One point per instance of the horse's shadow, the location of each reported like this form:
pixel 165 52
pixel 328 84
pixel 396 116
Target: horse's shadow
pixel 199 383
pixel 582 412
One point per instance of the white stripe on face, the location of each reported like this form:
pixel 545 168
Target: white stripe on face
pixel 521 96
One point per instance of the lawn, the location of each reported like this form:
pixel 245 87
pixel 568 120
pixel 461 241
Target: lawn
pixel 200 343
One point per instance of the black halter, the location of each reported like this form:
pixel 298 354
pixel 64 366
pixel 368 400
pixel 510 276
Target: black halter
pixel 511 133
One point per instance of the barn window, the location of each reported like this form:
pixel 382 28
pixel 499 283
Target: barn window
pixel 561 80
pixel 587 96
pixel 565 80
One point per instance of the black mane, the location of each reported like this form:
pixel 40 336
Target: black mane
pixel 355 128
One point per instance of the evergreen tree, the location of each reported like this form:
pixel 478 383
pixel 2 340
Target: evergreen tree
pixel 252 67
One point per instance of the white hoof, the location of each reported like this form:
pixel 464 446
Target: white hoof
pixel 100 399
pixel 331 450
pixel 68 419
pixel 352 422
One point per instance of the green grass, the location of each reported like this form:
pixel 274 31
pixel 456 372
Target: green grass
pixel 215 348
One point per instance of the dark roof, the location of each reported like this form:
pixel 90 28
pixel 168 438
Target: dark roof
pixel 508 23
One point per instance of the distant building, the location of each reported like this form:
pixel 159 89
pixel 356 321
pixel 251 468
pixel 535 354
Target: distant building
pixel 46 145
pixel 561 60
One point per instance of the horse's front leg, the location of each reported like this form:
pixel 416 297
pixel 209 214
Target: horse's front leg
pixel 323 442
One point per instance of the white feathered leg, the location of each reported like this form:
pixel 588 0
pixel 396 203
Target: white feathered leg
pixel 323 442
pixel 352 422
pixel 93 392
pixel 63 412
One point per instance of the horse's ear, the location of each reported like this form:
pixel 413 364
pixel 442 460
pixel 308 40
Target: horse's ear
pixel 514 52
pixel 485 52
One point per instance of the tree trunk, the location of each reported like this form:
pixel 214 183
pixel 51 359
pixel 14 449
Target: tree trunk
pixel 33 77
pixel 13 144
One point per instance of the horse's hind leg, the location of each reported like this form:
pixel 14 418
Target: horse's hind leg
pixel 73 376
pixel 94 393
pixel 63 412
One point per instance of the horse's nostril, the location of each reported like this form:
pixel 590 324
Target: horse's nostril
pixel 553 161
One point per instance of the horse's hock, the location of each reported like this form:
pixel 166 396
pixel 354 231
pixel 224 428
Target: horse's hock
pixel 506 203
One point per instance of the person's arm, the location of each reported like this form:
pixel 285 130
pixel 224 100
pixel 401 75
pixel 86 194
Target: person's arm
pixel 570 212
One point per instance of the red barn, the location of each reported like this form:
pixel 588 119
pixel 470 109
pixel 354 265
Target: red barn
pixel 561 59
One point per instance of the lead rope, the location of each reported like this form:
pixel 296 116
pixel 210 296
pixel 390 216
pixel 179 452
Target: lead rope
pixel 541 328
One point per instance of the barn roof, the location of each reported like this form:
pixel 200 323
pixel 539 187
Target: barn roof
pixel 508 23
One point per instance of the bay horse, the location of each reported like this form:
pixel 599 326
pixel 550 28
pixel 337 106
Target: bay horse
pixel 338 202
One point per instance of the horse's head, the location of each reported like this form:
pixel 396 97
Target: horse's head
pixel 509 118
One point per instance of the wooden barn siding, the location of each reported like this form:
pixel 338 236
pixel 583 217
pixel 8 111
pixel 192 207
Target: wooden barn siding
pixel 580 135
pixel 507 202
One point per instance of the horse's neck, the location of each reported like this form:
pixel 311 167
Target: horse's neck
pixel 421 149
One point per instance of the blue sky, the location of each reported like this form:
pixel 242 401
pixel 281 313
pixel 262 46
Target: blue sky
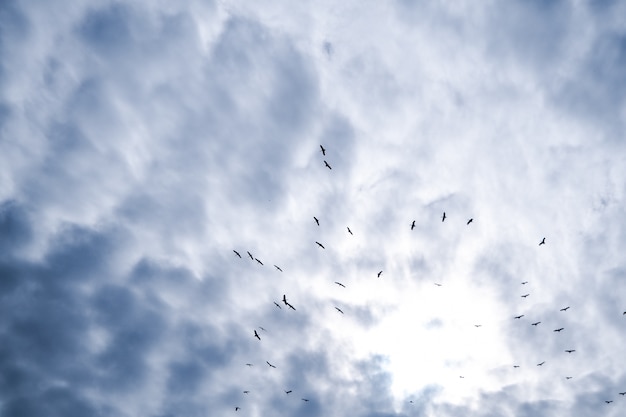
pixel 142 143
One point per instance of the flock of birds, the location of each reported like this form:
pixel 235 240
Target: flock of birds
pixel 443 218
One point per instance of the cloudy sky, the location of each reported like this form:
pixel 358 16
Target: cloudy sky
pixel 142 143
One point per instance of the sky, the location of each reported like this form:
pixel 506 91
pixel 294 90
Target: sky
pixel 144 144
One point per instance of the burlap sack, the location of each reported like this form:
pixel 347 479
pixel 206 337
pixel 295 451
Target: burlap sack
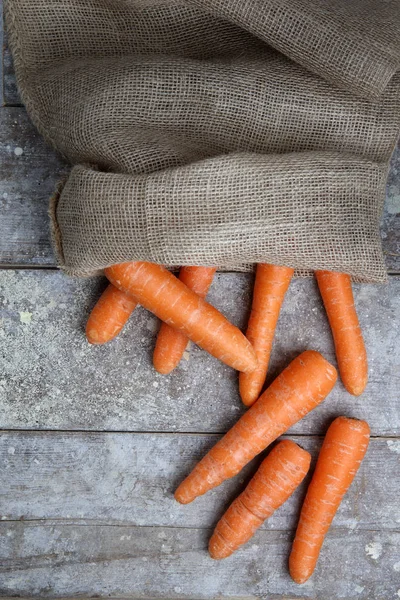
pixel 197 143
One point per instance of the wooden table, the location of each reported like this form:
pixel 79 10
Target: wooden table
pixel 94 442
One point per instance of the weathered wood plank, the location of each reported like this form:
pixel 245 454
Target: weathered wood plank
pixel 50 377
pixel 29 173
pixel 11 95
pixel 55 559
pixel 123 478
pixel 29 180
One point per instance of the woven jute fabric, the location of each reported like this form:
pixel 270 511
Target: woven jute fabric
pixel 214 132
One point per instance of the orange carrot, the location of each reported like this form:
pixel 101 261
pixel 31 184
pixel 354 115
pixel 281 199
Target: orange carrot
pixel 270 287
pixel 342 451
pixel 298 389
pixel 278 476
pixel 172 343
pixel 171 301
pixel 109 316
pixel 351 355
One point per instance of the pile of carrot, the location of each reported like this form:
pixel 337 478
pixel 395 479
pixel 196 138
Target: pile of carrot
pixel 179 302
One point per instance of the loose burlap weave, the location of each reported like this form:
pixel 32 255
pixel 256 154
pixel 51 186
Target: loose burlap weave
pixel 215 132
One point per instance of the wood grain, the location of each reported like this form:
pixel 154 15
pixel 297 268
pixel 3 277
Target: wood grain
pixel 57 559
pixel 51 378
pixel 129 479
pixel 30 171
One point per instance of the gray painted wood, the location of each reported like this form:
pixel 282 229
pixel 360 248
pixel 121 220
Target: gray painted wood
pixel 11 95
pixel 29 179
pixel 50 377
pixel 29 173
pixel 58 559
pixel 129 479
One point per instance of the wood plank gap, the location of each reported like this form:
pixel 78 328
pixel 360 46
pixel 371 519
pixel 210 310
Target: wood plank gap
pixel 91 432
pixel 100 523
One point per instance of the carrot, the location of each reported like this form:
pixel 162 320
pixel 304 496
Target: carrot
pixel 278 476
pixel 298 389
pixel 342 451
pixel 171 343
pixel 270 287
pixel 351 355
pixel 109 316
pixel 169 299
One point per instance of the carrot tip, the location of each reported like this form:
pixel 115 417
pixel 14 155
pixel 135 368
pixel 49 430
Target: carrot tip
pixel 180 498
pixel 355 390
pixel 300 578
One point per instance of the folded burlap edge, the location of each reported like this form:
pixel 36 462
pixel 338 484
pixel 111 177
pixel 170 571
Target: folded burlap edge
pixel 376 275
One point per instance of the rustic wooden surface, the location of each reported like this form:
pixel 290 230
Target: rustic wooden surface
pixel 53 380
pixel 93 441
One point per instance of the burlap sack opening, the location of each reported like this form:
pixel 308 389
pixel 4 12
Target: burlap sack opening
pixel 202 144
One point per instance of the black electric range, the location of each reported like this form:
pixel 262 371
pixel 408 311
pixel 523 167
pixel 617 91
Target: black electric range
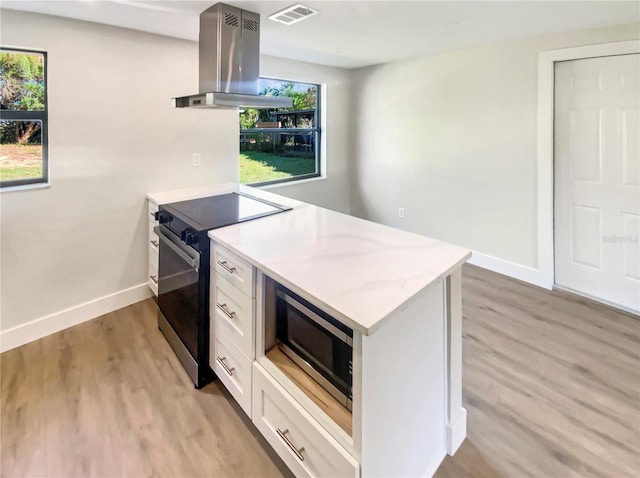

- What you will do
Convert every line of the records above into a JSON list of strings, one string per line, omitting blank lines and all picture lines.

- Output of the task
[
  "One point per instance of the horse's shadow, the location of each reported like this form:",
  "pixel 165 52",
  "pixel 328 84",
  "pixel 396 116",
  "Target: horse's shadow",
  "pixel 199 383",
  "pixel 582 412",
  "One point per instance of the white stripe on face, the location of each reported like this form:",
  "pixel 545 168",
  "Target: white stripe on face",
  "pixel 521 96",
  "One point per instance of the lawn, the location of each reported like this form:",
  "pixel 245 87",
  "pixel 568 120",
  "pixel 461 241",
  "Target: lawn",
  "pixel 200 343",
  "One point per instance of the black halter, the location of each reported like this form:",
  "pixel 298 354",
  "pixel 64 366",
  "pixel 368 400",
  "pixel 510 276",
  "Target: black halter",
  "pixel 511 133",
  "One point per instance of the barn window, the location of each reported like this form:",
  "pixel 382 28",
  "pixel 499 283",
  "Target: barn window",
  "pixel 561 80",
  "pixel 587 96",
  "pixel 565 80",
  "One point per instance of the black mane, the location of each reported like this form:",
  "pixel 40 336",
  "Target: black mane",
  "pixel 355 128",
  "One point per instance of the evergreen tree, the location of each reported like this form:",
  "pixel 478 383",
  "pixel 2 340",
  "Target: evergreen tree",
  "pixel 252 67",
  "One point per instance of the white hoof, the location of each reported like this form:",
  "pixel 464 446",
  "Target: white hoof",
  "pixel 100 399",
  "pixel 331 450",
  "pixel 68 419",
  "pixel 352 422",
  "One point per instance of the green grass, the location of each reported like this form:",
  "pixel 274 31",
  "pixel 456 372",
  "Target: green grass",
  "pixel 215 348",
  "One point per instance of the dark roof, the location of each reported like this form:",
  "pixel 90 28",
  "pixel 168 438",
  "Target: dark roof",
  "pixel 508 23",
  "One point per instance of the distant building, the location of each reported like this form:",
  "pixel 159 89",
  "pixel 356 321",
  "pixel 251 468",
  "pixel 535 354",
  "Target: distant building",
  "pixel 46 145",
  "pixel 561 60",
  "One point per instance of the horse's front leg, the location of each reported like this form:",
  "pixel 416 297",
  "pixel 209 214",
  "Target: horse's front leg",
  "pixel 323 442",
  "One point per instance of the white feathered leg, the location of each reported like this form:",
  "pixel 588 0",
  "pixel 396 203",
  "Target: white feathered leg",
  "pixel 323 442",
  "pixel 352 422",
  "pixel 93 392",
  "pixel 63 412",
  "One point per instance of the horse's ear, the location of each reported like this form:",
  "pixel 413 364",
  "pixel 442 460",
  "pixel 308 40",
  "Target: horse's ear",
  "pixel 514 52",
  "pixel 485 52",
  "One point per instance of the tree trunk, the location of each reported like this form:",
  "pixel 214 183",
  "pixel 51 359",
  "pixel 14 449",
  "Target: tree trunk",
  "pixel 33 77",
  "pixel 13 144",
  "One point per instance of the horse's hind leg, the location of each reported like this form:",
  "pixel 14 418",
  "Target: horse's hind leg",
  "pixel 73 376",
  "pixel 94 393",
  "pixel 63 412",
  "One point per instance of the horse's nostril, the location of each reported like this form:",
  "pixel 590 324",
  "Target: horse's nostril",
  "pixel 553 161",
  "One point per instance of the horse's hock, the location of each reported like this form:",
  "pixel 166 396",
  "pixel 354 231",
  "pixel 224 428",
  "Target: horse's hock",
  "pixel 506 203",
  "One point per instance of the person's arm, the location of each reported like this form:",
  "pixel 285 130",
  "pixel 224 100",
  "pixel 401 75",
  "pixel 86 194",
  "Target: person's arm",
  "pixel 570 212",
  "One point per instance of the red barn, the location of each reported like this form:",
  "pixel 588 119",
  "pixel 470 109",
  "pixel 354 265",
  "Target: red barn",
  "pixel 561 59",
  "One point per instance of the lead rope, the location of each reported like this form:",
  "pixel 296 116",
  "pixel 210 296",
  "pixel 390 216",
  "pixel 179 452",
  "Target: lead rope",
  "pixel 541 328",
  "One point per instance of the barn roof, the location of each reported like this form:",
  "pixel 200 323",
  "pixel 539 187",
  "Target: barn roof",
  "pixel 508 23",
  "One point per instance of the bay horse, the location of each reported like this form:",
  "pixel 599 326",
  "pixel 550 28",
  "pixel 337 106",
  "Target: bay horse",
  "pixel 338 202",
  "One point per instance of the horse's head, the location of each reported like this form:",
  "pixel 396 97",
  "Target: horse's head",
  "pixel 509 118",
  "One point per instance of the wooden barn siding, the location of each reported like this form:",
  "pixel 338 236",
  "pixel 583 217",
  "pixel 8 111",
  "pixel 192 207",
  "Target: wooden barn siding",
  "pixel 580 135",
  "pixel 507 202",
  "One point per instance of the horse's neck, the location of each reported like this form:",
  "pixel 311 167",
  "Target: horse's neck",
  "pixel 421 149",
  "One point per instance of the blue sky, the location of each reported like this form:",
  "pixel 242 401",
  "pixel 281 313",
  "pixel 262 46",
  "Target: blue sky",
  "pixel 142 143",
  "One point per instance of the flock of birds, the location of each reported like this form:",
  "pixel 235 240",
  "Target: flock of birds",
  "pixel 443 218",
  "One point per instance of the cloudy sky, the location of each reported like this form:",
  "pixel 358 16",
  "Target: cloudy sky",
  "pixel 142 143",
  "One point per instance of the sky, the location of each reported like this form:",
  "pixel 506 91",
  "pixel 294 90",
  "Target: sky",
  "pixel 144 144",
  "One point per instance of the burlap sack, the location of each reported like this form:",
  "pixel 347 479",
  "pixel 206 337",
  "pixel 295 451",
  "Target: burlap sack",
  "pixel 197 143",
  "One point per instance of the wooden table, the location of each reported like this form:",
  "pixel 79 10",
  "Target: wooden table",
  "pixel 94 442",
  "One point per instance of the weathered wood plank, the location of each reported like this form:",
  "pixel 245 454",
  "Target: weathered wood plank",
  "pixel 50 377",
  "pixel 29 173",
  "pixel 11 95",
  "pixel 55 559",
  "pixel 123 478",
  "pixel 29 180",
  "One point per instance of the woven jute fabric, the location of each reported like this form:",
  "pixel 270 511",
  "Target: woven jute fabric",
  "pixel 214 132",
  "One point per instance of the orange carrot, the location of each reported like this form:",
  "pixel 101 261",
  "pixel 31 184",
  "pixel 354 115",
  "pixel 281 199",
  "Target: orange carrot",
  "pixel 270 287",
  "pixel 342 451",
  "pixel 298 389",
  "pixel 278 476",
  "pixel 172 343",
  "pixel 171 301",
  "pixel 109 316",
  "pixel 351 355",
  "One point per instance of the pile of carrot, the location of each reported like this form:",
  "pixel 337 478",
  "pixel 395 479",
  "pixel 196 138",
  "Target: pile of carrot",
  "pixel 179 302",
  "One point per instance of the loose burlap weave, the location of each reported like this form:",
  "pixel 32 255",
  "pixel 256 154",
  "pixel 51 186",
  "Target: loose burlap weave",
  "pixel 215 132",
  "One point per instance of the wood grain, the location of each reported like this form:",
  "pixel 154 15",
  "pixel 297 268",
  "pixel 3 277",
  "Target: wood grain",
  "pixel 57 559",
  "pixel 51 378",
  "pixel 129 479",
  "pixel 30 171",
  "One point per instance of the gray painted wood, the location of each reported like this form:",
  "pixel 282 229",
  "pixel 360 248",
  "pixel 121 220",
  "Target: gray painted wood",
  "pixel 11 95",
  "pixel 29 179",
  "pixel 50 377",
  "pixel 29 173",
  "pixel 58 559",
  "pixel 129 479",
  "One point per instance of the wood plank gap, the location of each reported like this form:",
  "pixel 78 328",
  "pixel 360 46",
  "pixel 371 519",
  "pixel 210 310",
  "Target: wood plank gap",
  "pixel 91 432",
  "pixel 100 523",
  "One point per instance of the carrot, the location of each reported like this form:",
  "pixel 162 320",
  "pixel 304 496",
  "Target: carrot",
  "pixel 278 476",
  "pixel 298 389",
  "pixel 342 451",
  "pixel 171 343",
  "pixel 270 287",
  "pixel 351 355",
  "pixel 109 316",
  "pixel 169 299",
  "One point per instance of the carrot tip, the location of each reported like this form:",
  "pixel 115 417",
  "pixel 14 155",
  "pixel 135 368",
  "pixel 49 430",
  "Target: carrot tip",
  "pixel 180 498",
  "pixel 355 390",
  "pixel 300 578",
  "One point per instance of the folded burlap edge, the location of each reported like this form:",
  "pixel 36 462",
  "pixel 338 484",
  "pixel 111 177",
  "pixel 170 571",
  "Target: folded burlap edge",
  "pixel 376 275",
  "One point per instance of the rustic wooden surface, the location of each reported like this form:",
  "pixel 290 230",
  "Target: rustic wooden surface",
  "pixel 53 380",
  "pixel 93 441",
  "One point per instance of the burlap sack opening, the location of each reported like this form:",
  "pixel 308 389",
  "pixel 4 12",
  "Target: burlap sack opening",
  "pixel 202 144",
  "One point per instance of the black electric range, the location of each reported like this form:",
  "pixel 262 371",
  "pixel 408 311",
  "pixel 523 167",
  "pixel 617 91",
  "Target: black electric range"
]